What the exercise asks —
Begin with the line where "Can you see the mown" appears. Set down that line and the rest of the records below it exactly as given.

Data extracts —
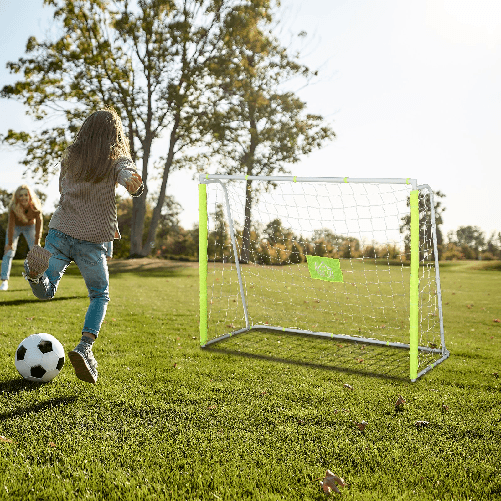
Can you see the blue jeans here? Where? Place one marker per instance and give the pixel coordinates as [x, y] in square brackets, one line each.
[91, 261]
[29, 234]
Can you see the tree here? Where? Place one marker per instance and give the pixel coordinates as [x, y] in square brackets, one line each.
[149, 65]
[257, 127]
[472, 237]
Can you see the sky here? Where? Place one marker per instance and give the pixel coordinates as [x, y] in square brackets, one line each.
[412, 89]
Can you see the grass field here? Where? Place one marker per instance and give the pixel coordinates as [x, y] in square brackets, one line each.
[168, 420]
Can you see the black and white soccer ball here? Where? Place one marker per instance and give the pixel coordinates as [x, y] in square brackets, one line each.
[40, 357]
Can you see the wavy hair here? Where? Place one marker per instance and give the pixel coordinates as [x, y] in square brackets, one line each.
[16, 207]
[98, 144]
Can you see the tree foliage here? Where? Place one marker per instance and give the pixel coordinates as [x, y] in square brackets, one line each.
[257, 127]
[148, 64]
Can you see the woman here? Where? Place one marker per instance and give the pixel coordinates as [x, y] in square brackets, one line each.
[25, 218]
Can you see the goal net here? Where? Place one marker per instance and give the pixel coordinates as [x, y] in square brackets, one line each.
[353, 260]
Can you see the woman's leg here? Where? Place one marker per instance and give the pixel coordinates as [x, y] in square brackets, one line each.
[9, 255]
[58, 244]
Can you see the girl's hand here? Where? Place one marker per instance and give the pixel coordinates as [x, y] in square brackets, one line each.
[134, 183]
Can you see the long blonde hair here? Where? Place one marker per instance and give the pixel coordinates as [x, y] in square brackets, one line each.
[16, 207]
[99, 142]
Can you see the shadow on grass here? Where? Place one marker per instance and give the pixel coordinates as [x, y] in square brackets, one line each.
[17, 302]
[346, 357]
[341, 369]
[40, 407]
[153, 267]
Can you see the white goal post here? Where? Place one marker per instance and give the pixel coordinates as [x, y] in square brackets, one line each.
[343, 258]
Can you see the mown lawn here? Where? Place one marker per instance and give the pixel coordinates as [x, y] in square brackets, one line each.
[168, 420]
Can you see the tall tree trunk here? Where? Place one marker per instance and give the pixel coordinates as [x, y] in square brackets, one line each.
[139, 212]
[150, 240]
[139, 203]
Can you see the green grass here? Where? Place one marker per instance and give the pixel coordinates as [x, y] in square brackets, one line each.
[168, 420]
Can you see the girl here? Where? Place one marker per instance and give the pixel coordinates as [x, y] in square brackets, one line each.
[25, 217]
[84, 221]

Answer to this problem —
Can you see the mown lawn here? Where? Place one marker per instance and give the pixel coordinates as [x, y] in square brackets, one line each.
[168, 420]
Can you see the tall tree trunk here? Where? Place one marker per instance and give the pixel coordinates as [x, y] in square brackets, one line each.
[139, 212]
[150, 240]
[139, 203]
Can you see the green grass here? Where? Place one marker per instance and give the pixel coordinates as [x, y] in square brackets, one line each.
[168, 420]
Can you see the girl here? Where? Place one marker per instance and give the pixel coordinates as [x, y] in square brackets, one line each.
[25, 217]
[84, 221]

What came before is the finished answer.